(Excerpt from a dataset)

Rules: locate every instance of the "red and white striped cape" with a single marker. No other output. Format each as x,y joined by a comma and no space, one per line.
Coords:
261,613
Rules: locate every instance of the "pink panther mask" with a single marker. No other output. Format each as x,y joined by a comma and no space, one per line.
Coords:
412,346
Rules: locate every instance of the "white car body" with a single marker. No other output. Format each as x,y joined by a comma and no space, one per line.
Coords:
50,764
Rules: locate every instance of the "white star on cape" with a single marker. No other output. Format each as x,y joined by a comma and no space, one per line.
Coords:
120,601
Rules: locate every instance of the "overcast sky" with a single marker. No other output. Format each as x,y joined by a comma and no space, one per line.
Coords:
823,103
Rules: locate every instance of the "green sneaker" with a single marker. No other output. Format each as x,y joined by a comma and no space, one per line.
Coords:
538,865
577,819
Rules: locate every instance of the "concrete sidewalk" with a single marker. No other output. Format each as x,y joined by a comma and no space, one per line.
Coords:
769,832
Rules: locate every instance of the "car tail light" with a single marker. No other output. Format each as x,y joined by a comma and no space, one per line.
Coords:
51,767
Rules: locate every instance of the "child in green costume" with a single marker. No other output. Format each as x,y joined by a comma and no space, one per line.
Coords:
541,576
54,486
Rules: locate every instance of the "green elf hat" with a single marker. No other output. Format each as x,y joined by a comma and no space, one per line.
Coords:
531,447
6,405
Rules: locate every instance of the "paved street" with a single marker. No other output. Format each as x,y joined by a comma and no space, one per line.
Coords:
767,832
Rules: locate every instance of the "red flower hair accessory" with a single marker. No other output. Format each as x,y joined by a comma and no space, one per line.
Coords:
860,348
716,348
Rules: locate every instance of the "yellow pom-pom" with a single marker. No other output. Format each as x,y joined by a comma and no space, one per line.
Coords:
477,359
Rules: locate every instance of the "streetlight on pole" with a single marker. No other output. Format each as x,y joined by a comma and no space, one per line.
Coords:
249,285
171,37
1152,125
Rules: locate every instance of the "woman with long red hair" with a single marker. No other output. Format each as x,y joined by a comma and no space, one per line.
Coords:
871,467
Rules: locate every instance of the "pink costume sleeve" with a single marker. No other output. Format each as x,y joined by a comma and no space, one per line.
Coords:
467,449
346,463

= REQUIRED TASK =
Restate word for word the lines from the one holding "with long red" to the end of the listing, both ends included, and nothing more.

= ANSWER IN FULL =
Rules: locate every instance of the "woman with long red hair" with a single marker. No other output. Format each as x,y joined by a comma and no space, one per line.
Coords:
871,467
Rules: locate every instance of the "pink costume sleeve" with a single marker. No other output. Format each as x,y joined by a comma and no space, one per line.
Coords:
467,449
346,463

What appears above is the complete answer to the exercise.